▸ What is asked
• A. Answer these questions about the passage on returning home from university:
(i) What does the passage say has sustained you through the first semester?
(ii) What does the passage say going away to university is about?
(iii) What is the one snag it names?
• B. In the passage on returning home from university, retype the text from "Change and growth" to "fragile new identity.".

You have learnt and changed – your family has remained the same

You have learnt and changed – your family has remained the same

You are really looking forward to the first visit home. Thinking of your family and community back home has sustained you through the first semester. Making them proud remains a major motivating factor. Beware – the reunion can be challenging.

Going away to university is about change. You never realised how much you were going to change. You have been exposed to a new world, new people, new situations. At first you may have been shocked. Perhaps you judged and condemned. Then you started questioning your own knowledge and moral framework. You felt lost. Who are you? Slowly, painfully, a new you began to emerge. As one student wrote when looking back on his first year:

Change and growth are painful but they are valuable. Exposure to knowledge, and the widening of horizons that results, is what education is all about. There is just one snag: the people at home have not gone through the same process. They have remained pretty much the same. They might even be somewhat threatened by the new you. Here are some tips for dealing with this situation:

  • Expect the homecoming to be difficult – it may be a challenge to your still fragile new identity.

▸ Records provided
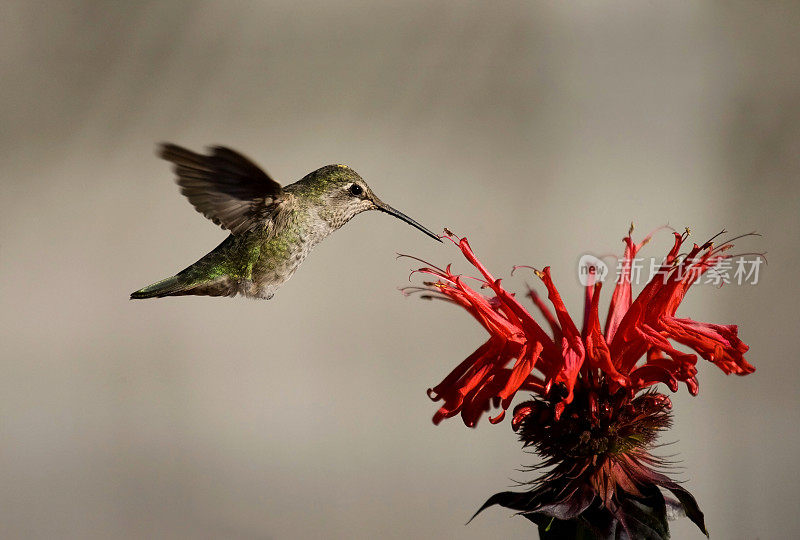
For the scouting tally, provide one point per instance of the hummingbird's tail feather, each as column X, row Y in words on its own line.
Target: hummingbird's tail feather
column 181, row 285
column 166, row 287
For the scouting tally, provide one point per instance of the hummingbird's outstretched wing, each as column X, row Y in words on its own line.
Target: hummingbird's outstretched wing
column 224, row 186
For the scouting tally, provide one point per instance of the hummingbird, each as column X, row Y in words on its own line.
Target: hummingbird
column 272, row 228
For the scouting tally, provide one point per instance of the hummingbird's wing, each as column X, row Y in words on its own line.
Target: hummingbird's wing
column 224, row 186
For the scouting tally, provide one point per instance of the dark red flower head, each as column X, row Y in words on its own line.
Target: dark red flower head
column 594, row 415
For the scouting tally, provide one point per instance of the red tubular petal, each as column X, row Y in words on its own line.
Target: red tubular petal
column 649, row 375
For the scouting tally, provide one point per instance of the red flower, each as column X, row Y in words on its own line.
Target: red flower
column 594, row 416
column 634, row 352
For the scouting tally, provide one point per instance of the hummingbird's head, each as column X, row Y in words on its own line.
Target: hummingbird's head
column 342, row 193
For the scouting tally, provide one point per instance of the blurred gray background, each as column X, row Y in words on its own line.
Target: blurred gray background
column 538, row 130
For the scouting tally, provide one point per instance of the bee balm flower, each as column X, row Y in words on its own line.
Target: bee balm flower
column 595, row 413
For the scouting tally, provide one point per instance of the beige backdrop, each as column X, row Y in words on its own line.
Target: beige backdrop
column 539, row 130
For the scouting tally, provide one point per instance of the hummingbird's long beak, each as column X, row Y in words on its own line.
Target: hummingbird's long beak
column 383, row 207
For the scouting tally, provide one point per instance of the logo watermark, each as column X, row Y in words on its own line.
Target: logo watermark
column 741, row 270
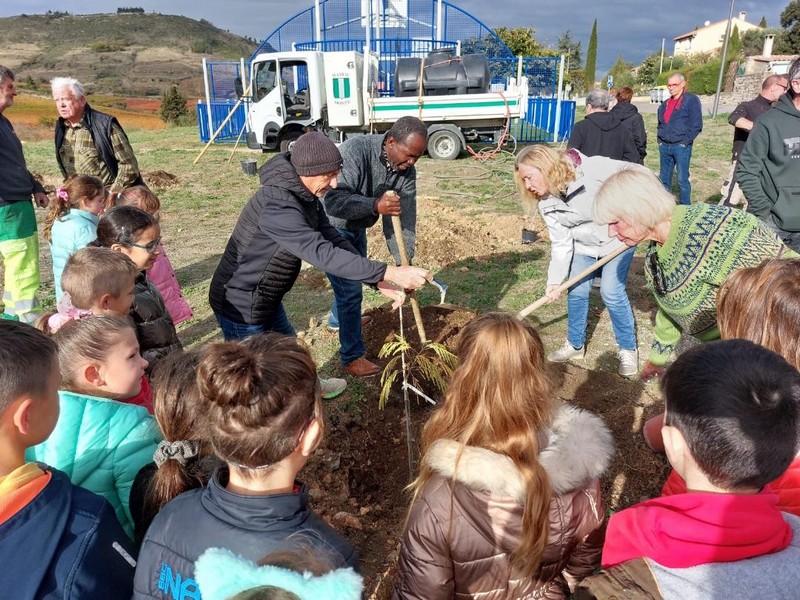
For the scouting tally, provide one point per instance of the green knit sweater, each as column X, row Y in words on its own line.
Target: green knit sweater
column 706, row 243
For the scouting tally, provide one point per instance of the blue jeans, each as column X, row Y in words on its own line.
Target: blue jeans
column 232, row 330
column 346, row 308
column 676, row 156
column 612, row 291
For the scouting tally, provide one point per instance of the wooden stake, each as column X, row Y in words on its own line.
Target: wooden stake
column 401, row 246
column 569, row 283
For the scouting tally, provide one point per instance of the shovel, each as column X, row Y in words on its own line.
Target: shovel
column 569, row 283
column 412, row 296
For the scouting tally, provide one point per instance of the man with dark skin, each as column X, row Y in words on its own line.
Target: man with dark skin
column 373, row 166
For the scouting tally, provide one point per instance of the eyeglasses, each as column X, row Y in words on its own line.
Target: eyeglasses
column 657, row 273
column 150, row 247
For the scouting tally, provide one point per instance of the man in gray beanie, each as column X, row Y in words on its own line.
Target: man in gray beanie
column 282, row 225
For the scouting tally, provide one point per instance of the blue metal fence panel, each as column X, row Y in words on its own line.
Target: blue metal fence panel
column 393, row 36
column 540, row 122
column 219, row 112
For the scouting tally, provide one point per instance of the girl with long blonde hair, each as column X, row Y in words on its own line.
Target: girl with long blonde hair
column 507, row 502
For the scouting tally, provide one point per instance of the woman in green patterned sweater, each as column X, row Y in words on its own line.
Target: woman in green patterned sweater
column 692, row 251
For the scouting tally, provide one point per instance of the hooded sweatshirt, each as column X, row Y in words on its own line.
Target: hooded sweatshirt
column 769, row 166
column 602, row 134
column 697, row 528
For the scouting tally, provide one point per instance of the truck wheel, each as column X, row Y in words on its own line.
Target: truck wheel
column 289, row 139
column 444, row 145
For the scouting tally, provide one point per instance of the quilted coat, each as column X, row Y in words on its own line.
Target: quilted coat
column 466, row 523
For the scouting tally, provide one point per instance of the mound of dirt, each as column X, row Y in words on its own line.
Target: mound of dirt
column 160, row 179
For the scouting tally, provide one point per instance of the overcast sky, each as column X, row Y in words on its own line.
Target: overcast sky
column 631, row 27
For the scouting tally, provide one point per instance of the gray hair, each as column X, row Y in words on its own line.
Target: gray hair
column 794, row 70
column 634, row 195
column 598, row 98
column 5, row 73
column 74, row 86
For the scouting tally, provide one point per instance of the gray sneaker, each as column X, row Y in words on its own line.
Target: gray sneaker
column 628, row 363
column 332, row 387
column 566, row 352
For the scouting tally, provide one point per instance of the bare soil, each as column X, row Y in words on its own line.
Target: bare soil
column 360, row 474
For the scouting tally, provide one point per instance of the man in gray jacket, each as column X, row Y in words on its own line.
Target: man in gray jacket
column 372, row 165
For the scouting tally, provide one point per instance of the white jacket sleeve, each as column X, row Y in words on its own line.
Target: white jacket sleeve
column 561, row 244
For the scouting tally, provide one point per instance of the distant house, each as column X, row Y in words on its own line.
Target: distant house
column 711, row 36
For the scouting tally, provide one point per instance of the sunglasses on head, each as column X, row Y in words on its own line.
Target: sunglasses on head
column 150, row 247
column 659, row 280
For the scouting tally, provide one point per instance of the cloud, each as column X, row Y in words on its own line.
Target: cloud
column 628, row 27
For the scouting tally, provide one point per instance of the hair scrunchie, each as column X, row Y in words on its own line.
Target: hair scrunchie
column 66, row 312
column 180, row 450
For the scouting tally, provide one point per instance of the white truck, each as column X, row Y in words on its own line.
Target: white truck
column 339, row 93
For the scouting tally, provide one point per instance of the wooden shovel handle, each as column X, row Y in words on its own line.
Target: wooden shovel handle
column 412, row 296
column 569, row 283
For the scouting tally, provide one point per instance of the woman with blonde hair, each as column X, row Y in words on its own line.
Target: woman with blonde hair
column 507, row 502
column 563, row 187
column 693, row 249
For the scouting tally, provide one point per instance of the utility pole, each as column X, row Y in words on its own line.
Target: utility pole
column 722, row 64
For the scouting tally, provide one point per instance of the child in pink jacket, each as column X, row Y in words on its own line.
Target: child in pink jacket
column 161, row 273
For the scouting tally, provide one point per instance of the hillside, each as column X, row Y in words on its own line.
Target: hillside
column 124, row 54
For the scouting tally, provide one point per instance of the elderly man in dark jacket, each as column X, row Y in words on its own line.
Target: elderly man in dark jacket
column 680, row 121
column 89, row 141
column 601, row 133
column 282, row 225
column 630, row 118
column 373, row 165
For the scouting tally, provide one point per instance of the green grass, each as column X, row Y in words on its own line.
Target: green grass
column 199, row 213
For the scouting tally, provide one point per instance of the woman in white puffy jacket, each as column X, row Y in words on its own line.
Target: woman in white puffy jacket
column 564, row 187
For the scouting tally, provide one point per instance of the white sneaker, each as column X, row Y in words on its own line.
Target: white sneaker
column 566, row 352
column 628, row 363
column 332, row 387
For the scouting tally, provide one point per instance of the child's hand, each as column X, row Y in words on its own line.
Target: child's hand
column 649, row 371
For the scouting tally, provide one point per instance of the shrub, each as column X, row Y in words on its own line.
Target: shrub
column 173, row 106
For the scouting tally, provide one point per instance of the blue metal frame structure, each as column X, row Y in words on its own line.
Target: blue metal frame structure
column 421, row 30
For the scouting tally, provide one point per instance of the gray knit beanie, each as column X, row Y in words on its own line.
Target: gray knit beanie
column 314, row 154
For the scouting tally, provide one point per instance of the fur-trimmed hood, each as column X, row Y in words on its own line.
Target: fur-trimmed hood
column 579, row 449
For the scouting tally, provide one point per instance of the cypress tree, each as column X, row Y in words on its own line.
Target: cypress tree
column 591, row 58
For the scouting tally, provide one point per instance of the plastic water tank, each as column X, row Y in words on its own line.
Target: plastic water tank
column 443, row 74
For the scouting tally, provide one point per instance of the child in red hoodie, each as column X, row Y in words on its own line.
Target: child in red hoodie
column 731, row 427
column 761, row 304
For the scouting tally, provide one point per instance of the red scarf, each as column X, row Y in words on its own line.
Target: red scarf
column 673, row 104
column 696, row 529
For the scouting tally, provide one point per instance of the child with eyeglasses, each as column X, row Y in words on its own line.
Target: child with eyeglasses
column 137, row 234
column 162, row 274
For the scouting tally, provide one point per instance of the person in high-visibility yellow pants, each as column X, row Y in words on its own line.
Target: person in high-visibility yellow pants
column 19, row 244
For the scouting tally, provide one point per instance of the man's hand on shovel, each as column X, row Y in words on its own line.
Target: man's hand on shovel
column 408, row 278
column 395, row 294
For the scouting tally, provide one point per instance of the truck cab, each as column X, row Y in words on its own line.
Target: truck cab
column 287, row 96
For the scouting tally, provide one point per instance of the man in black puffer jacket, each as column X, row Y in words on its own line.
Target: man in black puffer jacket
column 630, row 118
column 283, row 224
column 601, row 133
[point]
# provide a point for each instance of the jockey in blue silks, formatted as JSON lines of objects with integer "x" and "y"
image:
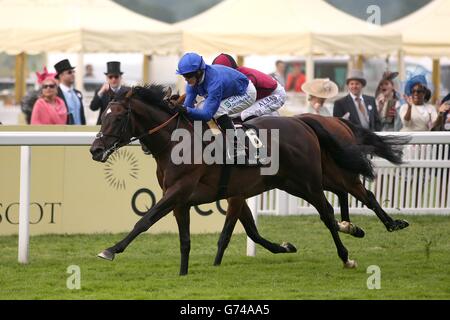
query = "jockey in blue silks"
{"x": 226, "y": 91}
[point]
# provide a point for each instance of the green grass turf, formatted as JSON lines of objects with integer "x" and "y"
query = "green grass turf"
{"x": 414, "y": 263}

▸ Problem solutions
• A.
(i) Thinking of your family and community back home.
(ii) Change.
(iii) The people at home have not gone through the same process.

• B.
Change and growth are painful but they are valuable. Exposure to knowledge, and the widening of horizons that results, is what education is all about. There is just one snag: the people at home have not gone through the same process. They have remained pretty much the same. They might even be somewhat threatened by the new you. Here are some tips for dealing with this situation:

  • Expect the homecoming to be difficult – it may be a challenge to your still fragile new identity.